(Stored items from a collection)
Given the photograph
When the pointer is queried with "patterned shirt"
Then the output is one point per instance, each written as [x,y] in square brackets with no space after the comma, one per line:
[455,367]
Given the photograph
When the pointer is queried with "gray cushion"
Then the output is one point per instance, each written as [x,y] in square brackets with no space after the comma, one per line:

Task brief | Recast the material as a JSON list of strings with one string per line, leaving out blank lines.

Full response |
[
  "Given the photograph",
  "When the pointer is queried with \"patterned shirt\"",
  "Then the output is one point per instance, each written as [x,y] in square brackets with no space after the comma, one per line:",
  "[455,367]",
  "Given the photograph",
  "When the pointer is queried with \"gray cushion\"",
  "Then the output is one point per instance, each written as [x,y] in square brackets with no space after the comma, one per line:"
]